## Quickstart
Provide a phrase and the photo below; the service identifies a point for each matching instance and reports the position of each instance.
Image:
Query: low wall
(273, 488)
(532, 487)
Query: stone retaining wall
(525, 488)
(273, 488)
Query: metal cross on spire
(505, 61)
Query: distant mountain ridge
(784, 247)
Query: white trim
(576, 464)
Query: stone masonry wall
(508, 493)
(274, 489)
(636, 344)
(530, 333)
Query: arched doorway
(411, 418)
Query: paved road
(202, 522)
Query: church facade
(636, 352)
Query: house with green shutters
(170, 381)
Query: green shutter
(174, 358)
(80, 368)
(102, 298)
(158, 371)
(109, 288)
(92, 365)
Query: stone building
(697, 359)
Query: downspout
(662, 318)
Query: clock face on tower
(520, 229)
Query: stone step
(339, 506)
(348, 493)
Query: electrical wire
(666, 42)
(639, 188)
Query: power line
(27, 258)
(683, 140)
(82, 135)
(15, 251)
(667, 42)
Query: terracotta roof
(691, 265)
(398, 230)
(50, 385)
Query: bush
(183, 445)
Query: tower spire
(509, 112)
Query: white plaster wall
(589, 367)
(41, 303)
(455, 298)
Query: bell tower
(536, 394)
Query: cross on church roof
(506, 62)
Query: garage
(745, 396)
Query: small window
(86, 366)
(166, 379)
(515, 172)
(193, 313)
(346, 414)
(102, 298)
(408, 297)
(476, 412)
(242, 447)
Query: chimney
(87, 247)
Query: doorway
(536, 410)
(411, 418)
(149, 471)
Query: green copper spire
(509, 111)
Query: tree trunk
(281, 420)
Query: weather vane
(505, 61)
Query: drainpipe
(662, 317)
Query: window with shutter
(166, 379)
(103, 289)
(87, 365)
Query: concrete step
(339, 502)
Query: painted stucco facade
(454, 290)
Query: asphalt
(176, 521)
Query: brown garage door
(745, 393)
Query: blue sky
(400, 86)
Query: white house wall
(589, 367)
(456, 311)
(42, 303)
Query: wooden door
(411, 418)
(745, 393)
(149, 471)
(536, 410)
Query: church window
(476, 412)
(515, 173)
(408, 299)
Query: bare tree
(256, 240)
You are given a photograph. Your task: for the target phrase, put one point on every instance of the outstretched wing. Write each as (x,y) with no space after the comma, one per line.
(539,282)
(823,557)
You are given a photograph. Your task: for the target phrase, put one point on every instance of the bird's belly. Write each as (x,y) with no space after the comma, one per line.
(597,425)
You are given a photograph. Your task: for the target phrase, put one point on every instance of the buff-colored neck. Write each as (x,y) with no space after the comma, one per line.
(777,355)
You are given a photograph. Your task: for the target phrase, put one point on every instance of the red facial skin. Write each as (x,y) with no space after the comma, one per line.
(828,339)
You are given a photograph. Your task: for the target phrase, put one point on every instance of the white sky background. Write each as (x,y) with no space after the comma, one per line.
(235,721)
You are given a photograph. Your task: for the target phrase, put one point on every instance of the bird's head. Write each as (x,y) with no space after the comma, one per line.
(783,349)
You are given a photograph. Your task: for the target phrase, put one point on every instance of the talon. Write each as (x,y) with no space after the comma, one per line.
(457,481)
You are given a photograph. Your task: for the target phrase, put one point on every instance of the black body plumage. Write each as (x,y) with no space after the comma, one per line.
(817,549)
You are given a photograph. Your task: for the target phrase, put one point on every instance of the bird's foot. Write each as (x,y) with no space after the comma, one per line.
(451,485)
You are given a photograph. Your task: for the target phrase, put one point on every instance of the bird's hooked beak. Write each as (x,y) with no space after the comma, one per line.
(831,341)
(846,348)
#####
== Task to complete ==
Print out every record again, exactly and in full.

== Response ==
## Quickstart
Provide a phrase and the photo below; the service identifies a point for each matching instance and reports the position of each instance.
Image:
Query: low wall
(273, 488)
(532, 487)
Query: stone retaining wall
(525, 488)
(273, 488)
Query: metal cross on spire
(505, 61)
Query: distant mountain ridge
(784, 247)
Query: white trim
(576, 464)
Query: stone masonry wall
(508, 493)
(274, 489)
(636, 344)
(530, 333)
Query: arched doorway
(411, 418)
Query: paved road
(202, 522)
Query: church facade
(636, 352)
Query: house with green shutters
(170, 381)
Query: green shutter
(174, 358)
(80, 368)
(102, 298)
(158, 371)
(109, 288)
(92, 365)
Query: stone building
(697, 359)
Query: downspout
(662, 318)
Query: clock face on tower
(520, 229)
Query: stone step
(339, 506)
(348, 493)
Query: electrical wire
(666, 42)
(639, 188)
Query: power line
(27, 258)
(683, 140)
(82, 135)
(15, 251)
(667, 42)
Query: terracotta roof
(691, 265)
(398, 230)
(50, 385)
Query: bush
(183, 445)
Query: tower spire
(509, 112)
Query: white plaster wall
(589, 367)
(41, 303)
(455, 298)
Query: bell tower
(536, 394)
Query: cross on church roof
(506, 62)
Query: garage
(745, 396)
Query: small window
(86, 366)
(166, 379)
(515, 172)
(193, 313)
(346, 414)
(102, 298)
(408, 297)
(476, 412)
(242, 447)
Query: chimney
(87, 247)
Query: doorway
(536, 410)
(411, 418)
(149, 471)
Query: green copper spire
(509, 111)
Query: tree trunk
(281, 420)
Query: weather vane
(505, 61)
Query: drainpipe
(662, 317)
Query: window with shutter
(166, 379)
(103, 289)
(87, 365)
Query: concrete step
(339, 502)
Query: painted stucco facade
(454, 290)
Query: asphalt
(176, 521)
Query: brown garage door
(745, 393)
Query: blue sky
(400, 86)
Query: white house wall
(589, 367)
(456, 311)
(42, 303)
Query: wooden door
(411, 418)
(745, 393)
(149, 471)
(536, 410)
Query: church window
(476, 412)
(515, 173)
(408, 299)
Query: bare tree
(256, 240)
You are given a photograph. Your task: for the target phrase, put one point on every instance of the outstretched wing. Write each as (x,y) with no space after the comma, one per line.
(539,282)
(823,557)
You are given a photograph. Your task: for the target phrase, put one point on every instance of the bird's belly. Write each as (x,y) with no space after the comma, one per line.
(597,425)
You are given a photograph. Your task: for the target phrase, put one point on every instance of the buff-colored neck. Write each as (x,y) with no space after the comma, one per line.
(777,355)
You are given a photograph. Your task: for the target phrase, put one point on every instance of the red facial skin. Write each as (x,y) with no space after the comma, one per line.
(828,339)
You are given a photograph. Your task: for the target phrase, put one point on every instance of the white sky background. Write each as (x,y) with no space after the comma, one per line.
(235,721)
You are given a photograph. Your task: for the target phrase, put one point on every instance of the bird's head. Write each as (x,y) with no space after the comma, one per line.
(783,349)
You are given a photograph. Your task: for the target phrase, put one point on every instance of the talon. Write each as (x,y) with no space after the comma, one per line.
(457,481)
You are given a photograph. Your task: for the target phrase, put one point on every instance of the black body plumage. Write each as (x,y) with no space after the comma, one per line.
(817,549)
You are given a photograph. Your task: for the target phrase, put one point on every instance of the bird's foot. Write each as (x,y) with no space after the comma, one per line.
(451,485)
You are given a photograph. Your task: for the target phrase, put one point on every instance of the bird's hooked beak. Write each as (x,y) with no space after the comma, one per line.
(831,341)
(846,348)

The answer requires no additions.